Task — Only the lines from the one containing "point: the grass, one" to the end of the entries should be written out, each exactly as it stands, both ends included.
▼▼▼
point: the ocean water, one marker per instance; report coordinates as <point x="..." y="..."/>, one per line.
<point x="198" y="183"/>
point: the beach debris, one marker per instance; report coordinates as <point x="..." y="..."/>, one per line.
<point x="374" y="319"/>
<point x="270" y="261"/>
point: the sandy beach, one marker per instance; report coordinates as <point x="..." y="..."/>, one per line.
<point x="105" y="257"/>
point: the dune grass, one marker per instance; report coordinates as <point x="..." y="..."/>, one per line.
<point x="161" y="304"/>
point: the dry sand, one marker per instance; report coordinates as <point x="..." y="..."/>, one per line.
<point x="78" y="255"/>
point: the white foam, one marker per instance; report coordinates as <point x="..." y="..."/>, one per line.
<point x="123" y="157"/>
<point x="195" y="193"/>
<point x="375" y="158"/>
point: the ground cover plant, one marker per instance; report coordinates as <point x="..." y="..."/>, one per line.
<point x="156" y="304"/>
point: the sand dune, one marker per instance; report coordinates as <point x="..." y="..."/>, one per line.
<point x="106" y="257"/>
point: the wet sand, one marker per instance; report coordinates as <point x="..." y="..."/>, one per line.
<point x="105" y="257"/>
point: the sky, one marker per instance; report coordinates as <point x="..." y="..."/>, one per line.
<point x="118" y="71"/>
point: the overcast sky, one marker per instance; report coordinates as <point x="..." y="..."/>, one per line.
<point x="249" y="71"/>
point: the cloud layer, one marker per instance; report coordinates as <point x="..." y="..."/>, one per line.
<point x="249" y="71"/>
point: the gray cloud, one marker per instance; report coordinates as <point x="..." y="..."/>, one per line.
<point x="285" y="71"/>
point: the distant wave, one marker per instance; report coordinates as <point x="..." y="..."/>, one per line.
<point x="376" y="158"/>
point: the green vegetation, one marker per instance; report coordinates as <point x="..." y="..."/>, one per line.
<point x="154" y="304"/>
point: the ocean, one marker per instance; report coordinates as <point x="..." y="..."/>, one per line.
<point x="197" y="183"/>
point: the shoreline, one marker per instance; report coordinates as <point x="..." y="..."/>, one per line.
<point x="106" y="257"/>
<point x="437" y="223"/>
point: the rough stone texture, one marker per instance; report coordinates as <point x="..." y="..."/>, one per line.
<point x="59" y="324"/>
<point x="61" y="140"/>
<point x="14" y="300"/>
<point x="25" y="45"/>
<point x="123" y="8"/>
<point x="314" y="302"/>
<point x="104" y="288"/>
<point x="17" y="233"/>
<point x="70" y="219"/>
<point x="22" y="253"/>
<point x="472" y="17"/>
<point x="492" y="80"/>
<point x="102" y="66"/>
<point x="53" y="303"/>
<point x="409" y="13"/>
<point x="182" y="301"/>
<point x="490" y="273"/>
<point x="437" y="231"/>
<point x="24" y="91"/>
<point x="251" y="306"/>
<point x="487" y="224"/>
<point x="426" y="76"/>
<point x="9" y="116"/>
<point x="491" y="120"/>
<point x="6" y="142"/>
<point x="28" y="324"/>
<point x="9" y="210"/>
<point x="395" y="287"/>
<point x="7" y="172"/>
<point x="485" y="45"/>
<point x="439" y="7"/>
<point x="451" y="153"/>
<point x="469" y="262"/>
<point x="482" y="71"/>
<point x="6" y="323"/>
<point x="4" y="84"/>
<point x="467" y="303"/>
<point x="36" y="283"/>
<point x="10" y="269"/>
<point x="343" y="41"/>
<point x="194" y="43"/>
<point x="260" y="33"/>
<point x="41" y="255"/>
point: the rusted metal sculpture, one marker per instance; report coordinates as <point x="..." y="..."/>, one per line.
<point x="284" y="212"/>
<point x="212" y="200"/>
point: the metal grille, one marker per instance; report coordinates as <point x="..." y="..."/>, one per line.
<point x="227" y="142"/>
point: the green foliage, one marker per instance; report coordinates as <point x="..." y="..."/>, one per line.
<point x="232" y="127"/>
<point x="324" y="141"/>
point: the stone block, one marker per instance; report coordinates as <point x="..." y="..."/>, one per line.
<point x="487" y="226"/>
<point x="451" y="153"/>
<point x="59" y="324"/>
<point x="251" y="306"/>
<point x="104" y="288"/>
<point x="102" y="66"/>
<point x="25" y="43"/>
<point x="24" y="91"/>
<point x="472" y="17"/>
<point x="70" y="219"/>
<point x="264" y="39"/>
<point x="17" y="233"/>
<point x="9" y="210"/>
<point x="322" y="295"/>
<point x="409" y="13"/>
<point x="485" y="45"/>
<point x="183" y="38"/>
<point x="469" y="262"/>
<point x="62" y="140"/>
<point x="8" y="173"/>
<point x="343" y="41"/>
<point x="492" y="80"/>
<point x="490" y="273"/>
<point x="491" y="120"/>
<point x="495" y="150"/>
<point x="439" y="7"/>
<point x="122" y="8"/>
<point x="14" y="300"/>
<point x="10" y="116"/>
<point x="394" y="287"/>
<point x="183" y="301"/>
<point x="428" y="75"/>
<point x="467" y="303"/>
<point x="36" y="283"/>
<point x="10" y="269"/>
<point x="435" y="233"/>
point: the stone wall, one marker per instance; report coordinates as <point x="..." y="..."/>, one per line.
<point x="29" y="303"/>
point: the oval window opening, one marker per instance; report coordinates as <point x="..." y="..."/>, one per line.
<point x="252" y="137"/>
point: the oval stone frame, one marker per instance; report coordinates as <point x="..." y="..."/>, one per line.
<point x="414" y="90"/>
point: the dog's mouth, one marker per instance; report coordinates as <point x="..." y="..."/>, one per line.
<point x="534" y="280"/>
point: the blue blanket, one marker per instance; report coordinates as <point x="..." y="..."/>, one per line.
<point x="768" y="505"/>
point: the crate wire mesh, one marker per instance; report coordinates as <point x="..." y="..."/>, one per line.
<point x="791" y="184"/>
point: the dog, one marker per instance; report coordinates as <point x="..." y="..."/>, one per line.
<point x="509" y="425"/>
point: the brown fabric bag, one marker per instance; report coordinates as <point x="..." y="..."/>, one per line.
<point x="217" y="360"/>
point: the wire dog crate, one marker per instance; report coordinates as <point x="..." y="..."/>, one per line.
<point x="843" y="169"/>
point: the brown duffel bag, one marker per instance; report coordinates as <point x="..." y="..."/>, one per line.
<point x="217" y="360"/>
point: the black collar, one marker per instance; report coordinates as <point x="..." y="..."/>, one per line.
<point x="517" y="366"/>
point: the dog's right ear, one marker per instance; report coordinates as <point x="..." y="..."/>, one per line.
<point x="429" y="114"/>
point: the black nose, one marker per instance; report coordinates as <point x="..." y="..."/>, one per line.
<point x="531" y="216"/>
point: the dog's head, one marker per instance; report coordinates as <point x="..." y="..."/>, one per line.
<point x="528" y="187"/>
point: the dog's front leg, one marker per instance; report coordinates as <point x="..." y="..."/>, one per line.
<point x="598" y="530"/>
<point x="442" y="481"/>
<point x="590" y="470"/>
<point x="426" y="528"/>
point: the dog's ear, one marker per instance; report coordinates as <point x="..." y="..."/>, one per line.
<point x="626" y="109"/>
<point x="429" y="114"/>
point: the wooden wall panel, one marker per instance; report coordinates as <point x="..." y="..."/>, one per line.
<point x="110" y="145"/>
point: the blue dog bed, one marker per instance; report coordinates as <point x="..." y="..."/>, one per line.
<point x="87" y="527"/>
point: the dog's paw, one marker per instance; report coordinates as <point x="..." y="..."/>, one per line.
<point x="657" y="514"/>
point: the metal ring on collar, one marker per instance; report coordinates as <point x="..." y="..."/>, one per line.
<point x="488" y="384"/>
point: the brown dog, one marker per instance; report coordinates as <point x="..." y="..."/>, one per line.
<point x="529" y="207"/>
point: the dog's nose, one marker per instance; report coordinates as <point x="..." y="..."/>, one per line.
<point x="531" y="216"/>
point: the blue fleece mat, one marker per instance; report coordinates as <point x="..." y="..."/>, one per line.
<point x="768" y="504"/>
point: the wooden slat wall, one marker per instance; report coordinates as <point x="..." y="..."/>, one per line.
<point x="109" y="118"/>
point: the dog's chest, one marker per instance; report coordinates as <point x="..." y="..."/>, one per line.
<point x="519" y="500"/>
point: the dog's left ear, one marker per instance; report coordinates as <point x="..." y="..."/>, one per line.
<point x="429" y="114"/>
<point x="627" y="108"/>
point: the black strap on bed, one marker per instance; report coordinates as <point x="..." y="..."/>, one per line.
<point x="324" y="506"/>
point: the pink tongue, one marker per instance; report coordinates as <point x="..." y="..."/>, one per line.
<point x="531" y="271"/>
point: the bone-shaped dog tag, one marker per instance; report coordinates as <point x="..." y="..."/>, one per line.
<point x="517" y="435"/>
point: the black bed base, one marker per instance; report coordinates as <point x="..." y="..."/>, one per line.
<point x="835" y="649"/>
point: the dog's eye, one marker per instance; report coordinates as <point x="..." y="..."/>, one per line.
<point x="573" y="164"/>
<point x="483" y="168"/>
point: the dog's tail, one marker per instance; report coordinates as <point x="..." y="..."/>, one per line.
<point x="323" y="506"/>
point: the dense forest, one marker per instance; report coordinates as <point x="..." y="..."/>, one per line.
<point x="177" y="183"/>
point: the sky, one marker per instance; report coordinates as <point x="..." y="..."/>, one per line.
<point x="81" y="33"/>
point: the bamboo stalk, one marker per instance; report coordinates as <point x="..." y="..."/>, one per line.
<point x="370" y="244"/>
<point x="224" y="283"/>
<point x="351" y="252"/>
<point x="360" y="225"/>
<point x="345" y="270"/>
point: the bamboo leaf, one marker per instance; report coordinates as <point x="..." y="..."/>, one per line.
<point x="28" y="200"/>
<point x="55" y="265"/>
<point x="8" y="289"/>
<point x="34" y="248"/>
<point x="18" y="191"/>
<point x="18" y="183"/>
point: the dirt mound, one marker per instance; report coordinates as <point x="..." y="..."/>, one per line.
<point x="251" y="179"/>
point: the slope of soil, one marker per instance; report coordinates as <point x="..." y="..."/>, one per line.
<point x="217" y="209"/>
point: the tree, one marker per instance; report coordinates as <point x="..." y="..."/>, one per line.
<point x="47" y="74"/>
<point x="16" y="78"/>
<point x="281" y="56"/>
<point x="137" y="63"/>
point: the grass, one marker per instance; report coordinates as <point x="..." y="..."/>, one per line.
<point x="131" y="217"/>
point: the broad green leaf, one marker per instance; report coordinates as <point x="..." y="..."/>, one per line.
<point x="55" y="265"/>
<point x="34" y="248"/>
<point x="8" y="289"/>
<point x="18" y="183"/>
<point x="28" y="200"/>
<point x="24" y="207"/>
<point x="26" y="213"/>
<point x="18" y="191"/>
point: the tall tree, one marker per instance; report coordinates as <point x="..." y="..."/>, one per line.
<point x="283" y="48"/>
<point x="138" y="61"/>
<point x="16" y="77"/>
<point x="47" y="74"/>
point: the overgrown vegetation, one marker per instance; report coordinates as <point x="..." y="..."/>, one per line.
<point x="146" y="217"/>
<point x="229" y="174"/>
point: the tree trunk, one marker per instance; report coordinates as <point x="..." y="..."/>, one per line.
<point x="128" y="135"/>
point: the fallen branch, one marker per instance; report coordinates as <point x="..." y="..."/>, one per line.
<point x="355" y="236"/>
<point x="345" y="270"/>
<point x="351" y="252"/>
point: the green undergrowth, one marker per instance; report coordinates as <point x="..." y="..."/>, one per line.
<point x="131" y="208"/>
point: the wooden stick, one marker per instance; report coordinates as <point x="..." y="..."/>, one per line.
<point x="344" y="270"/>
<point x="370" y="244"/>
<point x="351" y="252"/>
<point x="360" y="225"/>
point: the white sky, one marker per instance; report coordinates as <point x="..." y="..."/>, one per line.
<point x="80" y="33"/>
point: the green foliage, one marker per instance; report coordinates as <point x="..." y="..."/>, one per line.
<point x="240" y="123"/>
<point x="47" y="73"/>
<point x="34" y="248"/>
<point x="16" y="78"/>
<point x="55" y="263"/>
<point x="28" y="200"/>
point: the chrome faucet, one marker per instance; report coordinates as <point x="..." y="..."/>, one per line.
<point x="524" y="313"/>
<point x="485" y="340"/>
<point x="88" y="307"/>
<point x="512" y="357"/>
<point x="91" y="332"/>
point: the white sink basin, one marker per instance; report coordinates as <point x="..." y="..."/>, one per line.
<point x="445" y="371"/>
▲▲▲
Answer to this task —
point: the grass, one marker per instance; report coordinates as <point x="..." y="..."/>, one per line.
<point x="131" y="217"/>
point: the broad green leaf, one marker per instance; report coordinates as <point x="..." y="..."/>, one per line.
<point x="55" y="265"/>
<point x="34" y="248"/>
<point x="8" y="289"/>
<point x="18" y="183"/>
<point x="28" y="200"/>
<point x="24" y="207"/>
<point x="26" y="213"/>
<point x="18" y="191"/>
point: the tall tree, one marker per instance; report coordinates as <point x="..." y="..."/>, one per line.
<point x="283" y="48"/>
<point x="138" y="61"/>
<point x="16" y="77"/>
<point x="47" y="74"/>
point: the overgrown vegetation, one marker per instance; report coordinates as <point x="..." y="..."/>, one per line.
<point x="146" y="217"/>
<point x="229" y="174"/>
point: the tree trunk, one marker per instance; report coordinates as <point x="..." y="..."/>, one per line.
<point x="128" y="135"/>
point: the fallen branch, one marker per instance; report coordinates as <point x="..." y="..."/>, one per line.
<point x="355" y="236"/>
<point x="345" y="270"/>
<point x="351" y="252"/>
point: the green undergrowth, one marker per instance; report coordinates as <point x="..." y="..."/>, one per line.
<point x="131" y="208"/>
point: the wooden stick, one marker per instance; report coordinates as <point x="..." y="..."/>, one per line.
<point x="344" y="270"/>
<point x="370" y="244"/>
<point x="351" y="252"/>
<point x="360" y="225"/>
point: the white sky, one marker per instance; report coordinates as <point x="..." y="..."/>, one per line.
<point x="80" y="33"/>
point: the green foliage, one marker per instance; report coordinates as <point x="..." y="..."/>, one per line.
<point x="240" y="123"/>
<point x="47" y="73"/>
<point x="34" y="248"/>
<point x="16" y="78"/>
<point x="55" y="263"/>
<point x="28" y="200"/>
point: the chrome faucet, one marker per instance; report coordinates as <point x="..." y="..."/>, one per line.
<point x="524" y="313"/>
<point x="485" y="340"/>
<point x="88" y="307"/>
<point x="512" y="357"/>
<point x="91" y="332"/>
point: the white sink basin, one marker per instance; report coordinates as <point x="..." y="..."/>, one per line.
<point x="445" y="371"/>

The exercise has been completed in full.